### Verilen metin

      Eski Yunanlılardan Eski Romalılara intikal eden çelenk geleneği gereğince Latincede corōna sözü ‘çelenk’ veya ‘taç’ karşılığında ifade edildi. Eski Romalılar çelenkleri Eski Yunanlılarda yaygın olmayan askeri başarılar için ödül olarak veriyorlardı. Orta Yunanistan’da bir kent bir zamanlar Corōnēa adıyla biliniyordu. Eski Yunancada stéfo (çevirmek, kuşatmak, sarmak) sözüne karşılık, Latince corōnare (=etrafını çevirmek, sarmak) sözü de aynı karşılıkta dile getiriliyordu. Bununla birlikte, Latince corōna sözü ‘çelenk takmak, çelenkle süslemek’ karşılığında da ifade ediliyordu.
######
### Verilen malzeme
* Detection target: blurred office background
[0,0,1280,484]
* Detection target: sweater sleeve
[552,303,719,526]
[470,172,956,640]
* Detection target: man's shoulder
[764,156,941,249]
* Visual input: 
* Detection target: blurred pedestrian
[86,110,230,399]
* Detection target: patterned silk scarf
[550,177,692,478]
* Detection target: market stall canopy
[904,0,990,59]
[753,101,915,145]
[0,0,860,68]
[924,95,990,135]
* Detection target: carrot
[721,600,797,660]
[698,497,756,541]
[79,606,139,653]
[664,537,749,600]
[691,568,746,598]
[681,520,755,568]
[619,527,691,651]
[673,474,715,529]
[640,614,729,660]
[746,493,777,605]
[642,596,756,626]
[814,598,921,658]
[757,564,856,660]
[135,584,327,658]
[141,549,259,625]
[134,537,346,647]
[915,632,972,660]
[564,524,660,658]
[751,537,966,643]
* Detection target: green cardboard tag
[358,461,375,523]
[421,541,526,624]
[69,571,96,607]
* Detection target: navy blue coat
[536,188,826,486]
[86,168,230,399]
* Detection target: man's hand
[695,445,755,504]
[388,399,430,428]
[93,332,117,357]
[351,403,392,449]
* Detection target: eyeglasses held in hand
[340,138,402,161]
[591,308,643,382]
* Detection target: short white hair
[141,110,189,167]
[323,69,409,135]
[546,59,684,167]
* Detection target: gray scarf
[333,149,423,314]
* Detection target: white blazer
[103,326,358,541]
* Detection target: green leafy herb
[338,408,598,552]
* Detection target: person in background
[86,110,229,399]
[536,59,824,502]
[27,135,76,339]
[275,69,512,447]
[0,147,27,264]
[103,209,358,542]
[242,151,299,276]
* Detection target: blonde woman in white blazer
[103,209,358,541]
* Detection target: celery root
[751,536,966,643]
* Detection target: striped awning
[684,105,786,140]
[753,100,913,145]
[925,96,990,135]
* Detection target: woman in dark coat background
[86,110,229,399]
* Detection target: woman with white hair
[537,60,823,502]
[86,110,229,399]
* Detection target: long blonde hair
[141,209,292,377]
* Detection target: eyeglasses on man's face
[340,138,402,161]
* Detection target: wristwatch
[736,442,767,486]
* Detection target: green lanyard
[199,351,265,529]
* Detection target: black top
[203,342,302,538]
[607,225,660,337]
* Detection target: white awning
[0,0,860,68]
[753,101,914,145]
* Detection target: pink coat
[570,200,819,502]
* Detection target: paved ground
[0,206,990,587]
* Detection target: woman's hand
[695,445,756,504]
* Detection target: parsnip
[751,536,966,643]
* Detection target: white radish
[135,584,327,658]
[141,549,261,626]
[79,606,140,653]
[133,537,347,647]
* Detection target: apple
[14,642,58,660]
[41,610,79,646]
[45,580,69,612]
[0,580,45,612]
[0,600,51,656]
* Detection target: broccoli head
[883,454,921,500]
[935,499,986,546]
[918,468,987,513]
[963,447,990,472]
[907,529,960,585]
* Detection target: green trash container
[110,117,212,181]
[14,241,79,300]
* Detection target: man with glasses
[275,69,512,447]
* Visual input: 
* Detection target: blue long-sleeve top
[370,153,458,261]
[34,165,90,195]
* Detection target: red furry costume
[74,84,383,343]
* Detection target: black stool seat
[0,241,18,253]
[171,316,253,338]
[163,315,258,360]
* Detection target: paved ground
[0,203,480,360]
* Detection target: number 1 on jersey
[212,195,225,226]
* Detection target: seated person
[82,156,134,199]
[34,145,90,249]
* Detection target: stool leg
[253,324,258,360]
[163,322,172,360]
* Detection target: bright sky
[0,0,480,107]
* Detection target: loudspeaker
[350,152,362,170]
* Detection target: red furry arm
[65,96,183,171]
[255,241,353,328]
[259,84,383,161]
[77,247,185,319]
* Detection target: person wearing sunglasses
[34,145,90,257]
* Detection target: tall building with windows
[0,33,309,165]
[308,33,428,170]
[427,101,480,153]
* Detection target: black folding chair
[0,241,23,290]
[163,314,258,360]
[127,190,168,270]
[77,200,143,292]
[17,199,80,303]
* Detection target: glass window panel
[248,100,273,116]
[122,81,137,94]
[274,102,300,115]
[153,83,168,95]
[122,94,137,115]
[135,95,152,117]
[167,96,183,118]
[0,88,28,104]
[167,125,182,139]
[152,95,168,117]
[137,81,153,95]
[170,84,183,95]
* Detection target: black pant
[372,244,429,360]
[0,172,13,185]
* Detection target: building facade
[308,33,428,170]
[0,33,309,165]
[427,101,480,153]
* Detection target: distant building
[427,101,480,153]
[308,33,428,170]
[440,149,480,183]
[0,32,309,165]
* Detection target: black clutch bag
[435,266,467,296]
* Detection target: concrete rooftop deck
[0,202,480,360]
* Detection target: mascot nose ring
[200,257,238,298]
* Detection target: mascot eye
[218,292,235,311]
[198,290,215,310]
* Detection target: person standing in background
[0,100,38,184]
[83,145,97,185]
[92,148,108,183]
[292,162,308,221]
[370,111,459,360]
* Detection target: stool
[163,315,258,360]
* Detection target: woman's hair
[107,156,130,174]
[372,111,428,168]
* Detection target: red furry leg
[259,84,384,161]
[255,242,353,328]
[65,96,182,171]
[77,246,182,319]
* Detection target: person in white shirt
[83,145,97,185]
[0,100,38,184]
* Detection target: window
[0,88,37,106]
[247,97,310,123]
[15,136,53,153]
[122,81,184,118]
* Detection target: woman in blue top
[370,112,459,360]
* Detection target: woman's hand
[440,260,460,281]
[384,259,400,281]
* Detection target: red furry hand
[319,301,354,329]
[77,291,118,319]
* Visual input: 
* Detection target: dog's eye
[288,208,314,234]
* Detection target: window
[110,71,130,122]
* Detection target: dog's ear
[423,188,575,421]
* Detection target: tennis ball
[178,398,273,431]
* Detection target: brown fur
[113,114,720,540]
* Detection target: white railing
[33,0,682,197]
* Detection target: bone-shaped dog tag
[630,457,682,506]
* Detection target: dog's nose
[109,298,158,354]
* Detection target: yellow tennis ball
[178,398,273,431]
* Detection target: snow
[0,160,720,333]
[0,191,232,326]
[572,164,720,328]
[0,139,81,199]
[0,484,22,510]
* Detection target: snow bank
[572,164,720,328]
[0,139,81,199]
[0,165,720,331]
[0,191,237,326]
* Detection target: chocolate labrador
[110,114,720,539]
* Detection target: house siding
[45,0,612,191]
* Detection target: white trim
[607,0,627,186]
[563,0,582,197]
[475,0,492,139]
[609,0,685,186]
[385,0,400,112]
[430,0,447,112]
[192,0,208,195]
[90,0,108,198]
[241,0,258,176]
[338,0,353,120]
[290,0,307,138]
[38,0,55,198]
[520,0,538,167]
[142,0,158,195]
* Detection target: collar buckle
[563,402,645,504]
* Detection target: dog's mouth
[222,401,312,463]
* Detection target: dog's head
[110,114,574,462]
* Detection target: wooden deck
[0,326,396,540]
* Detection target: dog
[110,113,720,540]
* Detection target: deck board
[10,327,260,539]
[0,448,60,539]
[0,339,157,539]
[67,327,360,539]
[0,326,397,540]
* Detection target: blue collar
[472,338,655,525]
######
Yapılacak iş: Çelenk geleneğiyle ilgili metinde "Eski Yunanlılardan Eski" sözlerinden başlayıp "da ifade ediliyordu." sözlerine kadar, bunlar da dahil, olan kısmı hiç değiştirmeden tekrarla. Kayıtların çelenk geleneğiyle ilgili metinle hiçbir bağı yok.

Alıştırmanın sonucu:
Eski Yunanlılardan Eski Romalılara intikal eden çelenk geleneği gereğince Latincede corōna sözü ‘çelenk’ veya ‘taç’ karşılığında ifade edildi. Eski Romalılar çelenkleri Eski Yunanlılarda yaygın olmayan askeri başarılar için ödül olarak veriyorlardı. Orta Yunanistan’da bir kent bir zamanlar Corōnēa adıyla biliniyordu. Eski Yunancada stéfo (çevirmek, kuşatmak, sarmak) sözüne karşılık, Latince corōnare (=etrafını çevirmek, sarmak) sözü de aynı karşılıkta dile getiriliyordu. Bununla birlikte, Latince corōna sözü ‘çelenk takmak, çelenkle süslemek’ karşılığında da ifade ediliyordu.